_SEITENAUSZUG_:
= = = =

Blutzbrüdaz

Kein deutsches Studienratskino. Kein deutsches Kopfkino. Kein typisch deutsches Förderkino. Deutsches Kino, was sich nicht zu schön ist, ein paar elementare Dinge des cinematographischen Geschichtenerzählens zu beherzigen, deutsches Kino, was nicht nur ein Thema hat, ein ganz ernstes sogar!, sondern auch ausgezeichneten Hauptdarsteller, um den herum sich eine weitere Riege glaubwürdiger, die Story vorwärtstreibender Figuren versammelt. Oder man könnte auch sagen, es geht um Kunst, Charakter und Kommerz. Otis, der Protagonist, versus Sony, den miesen Antagonisten.

Um das Haaar in der Suppe vorwegzunehmen. An einer Stelle kam dann doch so ein typischer Fernsehdialog, Otiz, der Protagonist kommt in den verwüsteten Plattenladen und fragt, „was ist denn hier los“. Dabei kann sich der Zuschauer sowieso denken, was los war, denn das Drehbuch zum Film scheint mir sorgfältig geschrieben von Nicholas J. Schofild und Jan Ehlert und klug, dass der Regisseur, Özgür Yildirim, es andere hat schreiben lassen (denn damit hatte ich bei seinem erste Langfilm „Chiko“ so meine lieben Probleme). Die Dialoge ordnen sich fugenlos der Geschichte unter, ergeben die Geschichte wie von selbst. Dadurch wirkt sie als eine einfache Geschichte. Und sie hat ein klares Thema. Es geht um Authentizität, um das Sich-Nicht-Verbiegen-Lassen, sich Nicht-Verarschen-Lassen im Musikbusiness. Das zeigen die Macher des Filmes schön und sinnlich.

Das Vehikel für das Thema ist das Rapper-Duo Blutzbrüdaz mit Sido als Otis, dem Protagonisten des Filmes und seinem Partner Bobby Tight als Eddie-Gangster. Die Geschichte ist die: die beiden rappen aus Bedürfnis heraus, indem sie ihre beschissene Lebenslage rhyhtmisch in Worte fassen. Sie sind am Boden, haben nicht mal Geld für einen Disco-Eintritt (so müssen sie denn eine Scheibe zum Clo einschlagen, um überhaupt auf die Bühne zu gelangen bei einem Wettbewerb, aber sie werden gleich wieder rausbugsiert) geschweige denn verfügen sie über die Mittel, ein Demoband zu machen.

= = = =

_LISTE DER DATENSÄTZE_:
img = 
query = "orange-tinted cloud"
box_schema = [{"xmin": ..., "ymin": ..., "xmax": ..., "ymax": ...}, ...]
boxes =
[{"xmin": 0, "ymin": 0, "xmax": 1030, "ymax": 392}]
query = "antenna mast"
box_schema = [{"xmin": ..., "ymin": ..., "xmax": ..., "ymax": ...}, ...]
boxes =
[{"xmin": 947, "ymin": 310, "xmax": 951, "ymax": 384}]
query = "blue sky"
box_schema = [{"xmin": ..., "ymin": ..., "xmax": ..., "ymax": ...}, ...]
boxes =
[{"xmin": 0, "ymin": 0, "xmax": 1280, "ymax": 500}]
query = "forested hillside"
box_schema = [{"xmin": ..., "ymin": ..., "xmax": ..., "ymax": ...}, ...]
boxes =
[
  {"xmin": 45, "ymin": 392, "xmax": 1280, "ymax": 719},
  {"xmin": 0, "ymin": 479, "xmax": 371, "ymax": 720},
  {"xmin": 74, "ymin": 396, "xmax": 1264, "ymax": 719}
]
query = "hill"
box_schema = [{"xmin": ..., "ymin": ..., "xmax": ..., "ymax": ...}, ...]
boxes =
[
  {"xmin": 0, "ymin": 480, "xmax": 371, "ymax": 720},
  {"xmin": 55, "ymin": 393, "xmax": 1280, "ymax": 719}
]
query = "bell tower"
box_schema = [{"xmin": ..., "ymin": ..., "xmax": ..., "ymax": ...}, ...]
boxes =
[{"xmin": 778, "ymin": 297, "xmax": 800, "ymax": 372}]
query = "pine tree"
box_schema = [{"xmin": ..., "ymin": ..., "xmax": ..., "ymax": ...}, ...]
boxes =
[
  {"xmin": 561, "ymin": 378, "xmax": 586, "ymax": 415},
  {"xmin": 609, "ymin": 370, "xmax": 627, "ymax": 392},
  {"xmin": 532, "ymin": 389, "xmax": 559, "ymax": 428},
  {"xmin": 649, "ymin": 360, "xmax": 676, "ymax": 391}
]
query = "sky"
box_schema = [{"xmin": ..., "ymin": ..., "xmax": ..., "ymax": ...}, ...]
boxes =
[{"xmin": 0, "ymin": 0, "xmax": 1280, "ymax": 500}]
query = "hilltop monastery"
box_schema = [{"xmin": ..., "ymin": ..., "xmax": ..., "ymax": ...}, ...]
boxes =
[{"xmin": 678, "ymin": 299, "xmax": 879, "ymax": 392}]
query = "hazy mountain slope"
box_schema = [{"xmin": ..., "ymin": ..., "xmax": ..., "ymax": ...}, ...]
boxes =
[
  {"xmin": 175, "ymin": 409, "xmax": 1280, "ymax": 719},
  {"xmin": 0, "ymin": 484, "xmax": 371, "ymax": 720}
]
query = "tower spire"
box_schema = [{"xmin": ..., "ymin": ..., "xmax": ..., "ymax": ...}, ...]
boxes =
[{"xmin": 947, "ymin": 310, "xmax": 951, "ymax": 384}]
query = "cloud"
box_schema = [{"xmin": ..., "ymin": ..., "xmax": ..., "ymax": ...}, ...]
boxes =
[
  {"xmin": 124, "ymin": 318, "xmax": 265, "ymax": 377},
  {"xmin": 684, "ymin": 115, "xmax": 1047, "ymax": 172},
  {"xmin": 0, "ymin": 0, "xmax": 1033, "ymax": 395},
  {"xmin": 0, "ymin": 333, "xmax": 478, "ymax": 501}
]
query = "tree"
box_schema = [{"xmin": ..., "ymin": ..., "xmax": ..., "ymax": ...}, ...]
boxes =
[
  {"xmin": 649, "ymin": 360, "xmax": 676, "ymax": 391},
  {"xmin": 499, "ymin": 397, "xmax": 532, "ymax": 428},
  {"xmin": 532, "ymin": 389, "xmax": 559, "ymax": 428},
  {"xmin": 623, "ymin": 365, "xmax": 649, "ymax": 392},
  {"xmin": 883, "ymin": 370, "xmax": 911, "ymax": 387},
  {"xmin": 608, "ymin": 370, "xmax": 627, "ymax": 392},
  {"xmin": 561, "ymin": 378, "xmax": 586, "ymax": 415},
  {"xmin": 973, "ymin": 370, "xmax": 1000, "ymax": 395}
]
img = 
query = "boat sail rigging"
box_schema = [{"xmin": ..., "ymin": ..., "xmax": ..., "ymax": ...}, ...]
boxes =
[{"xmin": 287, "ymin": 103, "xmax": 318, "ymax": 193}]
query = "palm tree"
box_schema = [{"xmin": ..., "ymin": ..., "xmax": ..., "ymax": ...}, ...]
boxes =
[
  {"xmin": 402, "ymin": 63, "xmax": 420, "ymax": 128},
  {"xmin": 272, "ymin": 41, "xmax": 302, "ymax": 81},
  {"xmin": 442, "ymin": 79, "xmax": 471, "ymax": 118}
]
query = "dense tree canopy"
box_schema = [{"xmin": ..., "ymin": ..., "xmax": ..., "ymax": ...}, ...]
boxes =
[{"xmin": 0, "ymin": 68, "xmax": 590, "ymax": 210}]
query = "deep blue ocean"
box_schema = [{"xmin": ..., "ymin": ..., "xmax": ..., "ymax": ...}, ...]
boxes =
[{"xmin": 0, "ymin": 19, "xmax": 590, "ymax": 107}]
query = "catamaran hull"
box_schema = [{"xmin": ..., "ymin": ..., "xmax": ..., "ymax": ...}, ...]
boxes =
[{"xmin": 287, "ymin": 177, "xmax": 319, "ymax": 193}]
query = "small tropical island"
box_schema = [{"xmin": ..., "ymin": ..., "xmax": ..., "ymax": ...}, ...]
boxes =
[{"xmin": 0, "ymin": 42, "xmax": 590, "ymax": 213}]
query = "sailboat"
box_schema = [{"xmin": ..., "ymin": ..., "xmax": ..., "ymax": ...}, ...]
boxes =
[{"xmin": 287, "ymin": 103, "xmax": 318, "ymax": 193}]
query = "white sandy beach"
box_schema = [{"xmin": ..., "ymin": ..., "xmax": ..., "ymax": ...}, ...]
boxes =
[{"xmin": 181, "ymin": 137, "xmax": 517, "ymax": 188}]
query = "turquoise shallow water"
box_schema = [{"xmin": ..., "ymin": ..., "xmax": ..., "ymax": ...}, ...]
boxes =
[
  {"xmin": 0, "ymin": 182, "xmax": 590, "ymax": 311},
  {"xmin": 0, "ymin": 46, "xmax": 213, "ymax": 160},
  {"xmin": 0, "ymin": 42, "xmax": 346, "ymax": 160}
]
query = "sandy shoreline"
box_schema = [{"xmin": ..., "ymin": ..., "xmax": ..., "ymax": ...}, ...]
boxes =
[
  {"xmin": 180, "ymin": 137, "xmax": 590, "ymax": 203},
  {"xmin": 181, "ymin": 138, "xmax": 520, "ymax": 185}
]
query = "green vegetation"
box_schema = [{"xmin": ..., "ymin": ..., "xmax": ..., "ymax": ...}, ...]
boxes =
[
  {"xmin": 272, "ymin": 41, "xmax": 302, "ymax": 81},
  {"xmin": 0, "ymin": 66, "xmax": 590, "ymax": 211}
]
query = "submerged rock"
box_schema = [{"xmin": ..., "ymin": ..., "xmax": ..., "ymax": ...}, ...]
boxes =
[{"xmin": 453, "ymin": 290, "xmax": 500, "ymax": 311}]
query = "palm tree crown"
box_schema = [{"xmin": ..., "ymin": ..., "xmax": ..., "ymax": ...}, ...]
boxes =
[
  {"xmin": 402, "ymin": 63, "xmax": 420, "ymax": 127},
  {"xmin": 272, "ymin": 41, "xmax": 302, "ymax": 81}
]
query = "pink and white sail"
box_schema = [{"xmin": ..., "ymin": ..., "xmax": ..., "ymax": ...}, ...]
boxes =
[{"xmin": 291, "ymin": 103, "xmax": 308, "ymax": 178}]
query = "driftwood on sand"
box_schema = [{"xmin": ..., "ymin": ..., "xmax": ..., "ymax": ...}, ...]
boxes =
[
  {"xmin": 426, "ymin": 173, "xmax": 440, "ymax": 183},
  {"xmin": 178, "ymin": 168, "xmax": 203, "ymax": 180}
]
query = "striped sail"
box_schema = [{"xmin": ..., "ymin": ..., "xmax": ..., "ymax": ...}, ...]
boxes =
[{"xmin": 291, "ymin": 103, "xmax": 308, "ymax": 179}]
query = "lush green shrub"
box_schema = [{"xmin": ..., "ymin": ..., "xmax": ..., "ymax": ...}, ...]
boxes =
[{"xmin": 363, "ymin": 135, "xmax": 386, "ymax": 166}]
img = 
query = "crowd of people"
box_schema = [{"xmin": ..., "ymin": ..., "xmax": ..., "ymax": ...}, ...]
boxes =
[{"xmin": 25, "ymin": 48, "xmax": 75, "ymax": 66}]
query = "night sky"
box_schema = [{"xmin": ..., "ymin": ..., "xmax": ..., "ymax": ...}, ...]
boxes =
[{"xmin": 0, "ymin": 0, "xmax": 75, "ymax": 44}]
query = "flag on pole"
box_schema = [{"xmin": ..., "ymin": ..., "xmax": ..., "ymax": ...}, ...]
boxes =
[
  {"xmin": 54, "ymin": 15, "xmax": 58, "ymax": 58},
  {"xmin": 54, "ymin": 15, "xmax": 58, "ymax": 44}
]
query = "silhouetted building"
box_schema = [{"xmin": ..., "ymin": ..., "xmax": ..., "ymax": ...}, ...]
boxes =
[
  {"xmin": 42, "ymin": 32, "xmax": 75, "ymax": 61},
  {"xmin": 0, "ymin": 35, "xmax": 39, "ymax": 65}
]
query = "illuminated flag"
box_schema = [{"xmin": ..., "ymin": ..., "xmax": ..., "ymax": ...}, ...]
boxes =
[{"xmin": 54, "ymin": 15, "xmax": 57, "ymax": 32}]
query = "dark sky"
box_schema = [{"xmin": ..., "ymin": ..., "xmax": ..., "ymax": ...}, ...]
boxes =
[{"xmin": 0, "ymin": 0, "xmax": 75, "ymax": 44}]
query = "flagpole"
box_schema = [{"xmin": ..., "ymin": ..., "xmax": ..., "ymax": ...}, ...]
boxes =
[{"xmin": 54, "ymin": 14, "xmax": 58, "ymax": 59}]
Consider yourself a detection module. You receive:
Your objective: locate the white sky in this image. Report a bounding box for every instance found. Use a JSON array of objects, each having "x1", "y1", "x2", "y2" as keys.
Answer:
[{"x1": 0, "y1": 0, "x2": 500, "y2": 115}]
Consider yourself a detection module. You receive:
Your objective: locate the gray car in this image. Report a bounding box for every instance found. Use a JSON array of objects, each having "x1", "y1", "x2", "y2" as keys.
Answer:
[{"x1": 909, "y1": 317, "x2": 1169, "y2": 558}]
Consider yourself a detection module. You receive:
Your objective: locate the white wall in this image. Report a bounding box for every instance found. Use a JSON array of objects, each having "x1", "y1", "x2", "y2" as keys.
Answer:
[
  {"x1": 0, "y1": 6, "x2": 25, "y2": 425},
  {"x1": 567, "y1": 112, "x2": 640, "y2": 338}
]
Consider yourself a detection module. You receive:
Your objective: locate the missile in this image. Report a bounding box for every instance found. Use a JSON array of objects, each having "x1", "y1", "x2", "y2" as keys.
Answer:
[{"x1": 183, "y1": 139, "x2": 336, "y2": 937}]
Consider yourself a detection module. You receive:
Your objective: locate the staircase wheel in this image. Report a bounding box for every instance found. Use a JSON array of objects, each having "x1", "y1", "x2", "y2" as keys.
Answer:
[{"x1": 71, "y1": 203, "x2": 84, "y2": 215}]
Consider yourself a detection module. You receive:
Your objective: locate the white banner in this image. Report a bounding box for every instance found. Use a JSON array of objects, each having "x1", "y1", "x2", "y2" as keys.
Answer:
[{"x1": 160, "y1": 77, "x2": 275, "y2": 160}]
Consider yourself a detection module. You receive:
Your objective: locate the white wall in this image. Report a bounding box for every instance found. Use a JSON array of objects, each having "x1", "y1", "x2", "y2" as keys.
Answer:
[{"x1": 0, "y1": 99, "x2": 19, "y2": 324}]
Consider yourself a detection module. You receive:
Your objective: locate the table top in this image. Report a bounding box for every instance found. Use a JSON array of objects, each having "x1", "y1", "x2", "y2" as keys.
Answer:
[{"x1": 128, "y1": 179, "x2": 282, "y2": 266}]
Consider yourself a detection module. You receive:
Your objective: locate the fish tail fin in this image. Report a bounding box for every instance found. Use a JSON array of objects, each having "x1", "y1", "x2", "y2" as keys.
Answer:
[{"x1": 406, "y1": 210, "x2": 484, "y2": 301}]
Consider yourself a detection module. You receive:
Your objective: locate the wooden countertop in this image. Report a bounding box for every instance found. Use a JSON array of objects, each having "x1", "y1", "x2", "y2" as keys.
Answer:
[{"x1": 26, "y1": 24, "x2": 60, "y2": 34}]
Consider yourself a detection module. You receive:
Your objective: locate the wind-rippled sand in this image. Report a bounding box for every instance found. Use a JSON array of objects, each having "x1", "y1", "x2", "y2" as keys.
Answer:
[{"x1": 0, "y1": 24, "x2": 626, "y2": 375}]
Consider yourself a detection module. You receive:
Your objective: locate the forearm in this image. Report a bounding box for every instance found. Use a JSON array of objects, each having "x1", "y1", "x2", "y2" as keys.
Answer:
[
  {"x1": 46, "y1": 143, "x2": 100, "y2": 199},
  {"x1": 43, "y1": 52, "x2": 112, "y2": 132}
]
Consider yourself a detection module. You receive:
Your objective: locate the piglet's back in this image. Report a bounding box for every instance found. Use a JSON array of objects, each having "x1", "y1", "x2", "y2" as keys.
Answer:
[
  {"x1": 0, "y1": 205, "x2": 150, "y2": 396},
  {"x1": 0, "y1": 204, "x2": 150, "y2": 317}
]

= = = =

_ZIELE_:
(1) Nenne alle Personen, die laut der Filmkritik an der Entstehung des Films beteiligt sind, jeweils mit ihrer Aufgabe.
(2) Wie heißt laut der Filmkritik der erste Langfilm des Regisseurs?
(3) Führe die Filmkritik zu „Blutzbrüdaz“ im Anschluss an ihren letzten Satz fort.
Die Datensätze entstammen einer anderen Quelle als die Filmkritik.

_ERGEBNISSE JE AUFGABE_:
(1) Nicholas J. Schofild (Drehbuch), Jan Ehlert (Drehbuch), Özgür Yildirim (Regie), Sido (Darsteller des Otis), Bobby Tight (Darsteller des Eddie)

(2) Der erste Langfilm von Özgür Yildirim heißt „Chiko“.

(3)
Der Film erzählt, wie sie dank Hilfe von guten und weniger guten Menschen es schaffen; allerdings wird ganz oben, bei Sony die Luft dünn, das Mitreden gewaltig, ein abgefuckter Sony-Manager, der die Firma hier in kein gutes Licht taucht, will dem Duo in etwa die Substanz austreiben, um damit Geld zu scheffeln. Das lässt Otis nicht mit sich machen, er steigt aus. Er nutzt die Kunst aber weiterhin, so wie sie ursprünglich sein Bedürfnis war, in erster Linie um sich und seine Situation auszudrücken, die nicht blendend war, nachdem er bei Sony ausgestiegen ist, weil die den karrieristischeren (und auch leichter zu gängelnden) Eddie-Gangster gepusht haben. Die Geschichte wäre natürlich keine schöne Geschichte, wenn er als Aufrechter es dann nicht doch schaffen würde. Doch die Autoren bauen immer genügend Hindernisse mit plausiblen Charakteren ein, die das das Gelingen ans Ende einer angenehmen Spielfilmlänge verschieben.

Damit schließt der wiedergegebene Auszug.